WHAT YOU SHOULD DO
Every entry must be duplicated precisely as written.

(Dataset entries)
* * *
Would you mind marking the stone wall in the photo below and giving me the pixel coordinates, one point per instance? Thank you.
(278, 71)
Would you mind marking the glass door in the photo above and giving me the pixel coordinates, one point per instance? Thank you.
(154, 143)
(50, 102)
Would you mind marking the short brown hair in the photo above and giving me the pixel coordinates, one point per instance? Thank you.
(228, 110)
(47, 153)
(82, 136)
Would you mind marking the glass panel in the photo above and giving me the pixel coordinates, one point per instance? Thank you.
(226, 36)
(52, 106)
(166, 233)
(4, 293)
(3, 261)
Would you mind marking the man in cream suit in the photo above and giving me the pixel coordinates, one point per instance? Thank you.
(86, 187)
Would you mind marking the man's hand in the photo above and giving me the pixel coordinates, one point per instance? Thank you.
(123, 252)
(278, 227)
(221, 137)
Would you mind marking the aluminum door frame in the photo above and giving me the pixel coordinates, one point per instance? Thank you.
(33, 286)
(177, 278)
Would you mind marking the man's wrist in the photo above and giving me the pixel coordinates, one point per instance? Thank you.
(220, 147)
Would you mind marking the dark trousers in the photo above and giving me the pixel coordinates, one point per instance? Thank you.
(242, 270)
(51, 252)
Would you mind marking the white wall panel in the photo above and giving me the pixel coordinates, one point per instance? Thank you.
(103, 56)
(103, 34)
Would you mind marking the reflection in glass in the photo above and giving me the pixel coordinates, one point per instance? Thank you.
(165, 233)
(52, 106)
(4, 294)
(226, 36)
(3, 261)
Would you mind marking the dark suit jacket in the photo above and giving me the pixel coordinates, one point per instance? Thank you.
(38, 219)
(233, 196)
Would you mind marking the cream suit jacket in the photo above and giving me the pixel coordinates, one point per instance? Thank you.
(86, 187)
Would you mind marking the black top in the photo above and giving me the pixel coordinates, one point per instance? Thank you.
* * *
SOLVED EXERCISE
Would you mind marking the stone wall in the photo below and giving me the pixel coordinates, one point per instance? Thank you.
(278, 71)
Would you mind marking the glass door in the photo above and giving me the pixel coordinates, one point per instance? Thank you.
(154, 143)
(50, 102)
Would you mind marking the short brown hair in the photo above and giving me the pixel coordinates, one point per instance? Thank you.
(228, 110)
(47, 153)
(82, 136)
Would you mind marking the glass panel in the photo above and giving me the pixel coordinates, one point per instance? Thank you.
(226, 36)
(52, 106)
(166, 233)
(4, 293)
(3, 261)
Would you mind marking the man in cream suit in the photo above and giving me the pixel coordinates, one point per instance? Thank you.
(86, 187)
Would you mind marking the man's hand in the photo above and giving me the pixel coordinates, one point per instance? Thank you.
(123, 252)
(278, 227)
(221, 137)
Would you mind marking the aluminum door frame in the photo above and giving me the pixel coordinates, one point per instance? Thank you.
(33, 286)
(177, 278)
Would you mind marking the man's wrist in the photo above and giving me the pixel coordinates, one point per instance? Thank you.
(220, 147)
Would you mind marking the dark trousers in the photo above and giving me the pixel coordinates, one point per instance? Thank you.
(242, 270)
(51, 252)
Would you mind marking the white wall panel in the photo above and giving me the pixel coordinates, one point per instance? Thank you.
(103, 56)
(103, 34)
Would you mind marking the reflection in glass in the photo above and giving me the pixel coordinates, one point per instance? Thank you.
(165, 233)
(52, 106)
(4, 294)
(226, 36)
(3, 261)
Would you mind marking the dark suit jacket in the photo above and giving me the pixel coordinates, one point per instance? Thank you.
(38, 219)
(233, 196)
Would you mind marking the cream suit jacket in the photo above and giving me the pixel coordinates, one point per instance? Thank you.
(86, 187)
Would you mind marking the black top in the photo above and giving me the pixel coordinates, one point per instance? Thank you.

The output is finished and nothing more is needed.